Economic Evaluation of Climate Change Impacts on Ground Transportation in Atlantic Canada: General Equilibrium Approach

Yuri Yevdokimov, University of New Brunswick, Canada

Abstract:In this study, climate change impacts and their economic consequences for Atlantic Canada ground transportation network are analyzed. First, major climate change impacts in the area are identified. Second, the best economic model to evaluate consequences of the climate change impacts is chosen. Third, using the existing literature and studies that describe future climate changes in the region, various scenarios of future challenges for the regional ground transportation network are specified. Finally, economic consequences of the regional climate change impacts on the ground transportation network are evaluated. The above specified consequences are imposed on a dynamic general equilibrium model and their cumulative impacts are traced over time.

Keywords: Climate Change Impacts, Transportation, Economic Modeling, Dynamic General Equilibrium Framework

Introduction

C

urrently climate change has become one of the most serious consequences of human activities. According to the IPCC Fourth assessment report, the emission of greenhouse gases (GHG) generated by human activities is the primary cause of the climate change and especially global warming. In general, transportation is one of the areas where climate change problem is the most severe. On the one hand, with passage of time vehicle usage will result in more greenhouse gases, which would contribute to further climate change; on the other hand, climate change itself makes transportation infrastructure, vehicles and operations vulnerable to various impacts.

As a matter of fact, very little has been done in order to estimate economic losses due to climate change impacts on transportation. In general, studies on how extreme weather affects highway traffic go back to 1980s (see, for example, Asplund, 1980). And only latest decades brought us better understanding of climate change impacts on transportation. Still quantitative analysis of these impacts in the literature is very limited. There exist several qualitative summaries describing the vulnerabilities of transport-related activities (see, for example, Andrey et al 2003; Andrey and Snow 1998) and some quantitative impact analyses of climate changes on selected transportation infrastructure and operations (see, for example, Millerd 1996; McCulloch and Midgley 2001). However, there is no comprehensive, quantitative assessment of economic losses associated with the climate change impacts on transportation sector. Most of the studies are done in U.S. and Australia. Canada has different weather conditions,transportation system as well as structure of national economy.

This study addresses the problems mentioned above: it uses econometric methods to evaluate consequences of the climate change impacts on transportation, and it does it at regional level. In doing so, first methodology to evaluate the consequences of the climate change impacts was designed, and then this methodology was applied to the so-called New Brunswick/Nova Scotia Transport Corridor (NB/NS TC). Since climate change impacts cannot be evaluated as isolated impacts because they affect various aspects of an economic system at the same time, a dynamic General Equilibrium Model (GEM) has been built to address this issue in a dynamic interactive way.

Literature review

Atlantic Canada includes the provinces of Nova Scotia, New Brunswick, Prince Edward Island, and Newfoundland and Labrador. Atlantic Canada, where agriculture, forestry and fisheries make significant contribution to the regional economy, is especially susceptible to the climate change. The predominant concern is associated with the rising sea level as a result of climate change. However, rising sea level is not the only climate change impact in Atlantic Canada. Increasing temperature, changing precipitation patterns as well as increasing frequency of extreme weather events should be also mentioned. All these impacts affect the existing transportation system. As a result of these climate change impacts, there are some rather significant economic consequences for the regional transportation in general and the NB/NS TC in particular.
^^^^^^^^^^^^^^^^
_WHAT YOU NEED TO DO_
1. Write out the climate change paper word for word, starting at "Introduction" and ending at "to various impacts.".
2. Answer these from the climate change paper:
(a) Which provinces make up Atlantic Canada?
(b) To what transport corridor was the study's methodology applied?
(c) According to the IPCC Fourth assessment report, what is the primary cause of climate change?
3. Pick up the climate change paper after its last sentence and keep writing it.

_DATA SECTION_
^^^^^^^^^^^^^^^^
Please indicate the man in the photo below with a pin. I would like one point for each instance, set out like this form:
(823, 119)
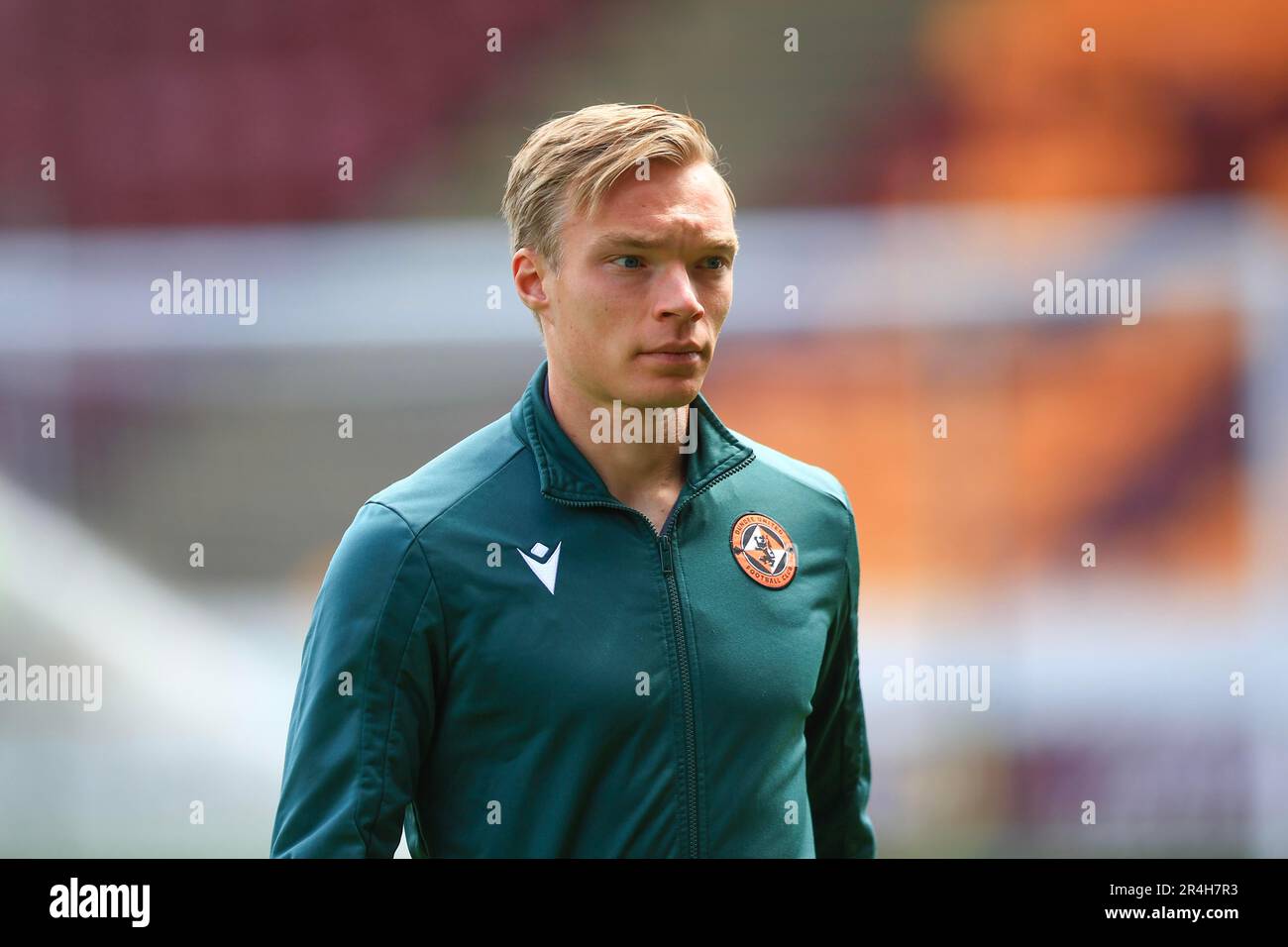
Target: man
(559, 639)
^^^^^^^^^^^^^^^^
_ANSWERS FOR THE EXERCISE_
1.
Introduction

C

urrently climate change has become one of the most serious consequences of human activities. According to the IPCC Fourth assessment report, the emission of greenhouse gases (GHG) generated by human activities is the primary cause of the climate change and especially global warming. In general, transportation is one of the areas where climate change problem is the most severe. On the one hand, with passage of time vehicle usage will result in more greenhouse gases, which would contribute to further climate change; on the other hand, climate change itself makes transportation infrastructure, vehicles and operations vulnerable to various impacts.

2.
(a) Nova Scotia, New Brunswick, Prince Edward Island, and Newfoundland and Labrador.
(b) The New Brunswick/Nova Scotia Transport Corridor (NB/NS TC).
(c) The emission of greenhouse gases (GHG) generated by human activities.

3.
There exists some evidence that temperature in Atlantic Canada is going up:

Figure 1: Annual Mean Temperature in Atlantic Canada

Source: Environment Canada, 2013

The linear trend over last 30 years shows that mean temperature has risen by approximately 1.5℃. This increase in temperature is the main reason behind rising sea level. Richards and Daigle (2011) investigated sea level rise in Atlantic Canada under different scenarios. Their results indicate that sea level will rise by 1.05 meter by 2100. This rising sea level will cause flooding of the area including transportation infrastructure. In fact, there are two important impacts associated with the rising sea level in Atlantic coastal areas: increasing risk of flooding and threat of storm surges.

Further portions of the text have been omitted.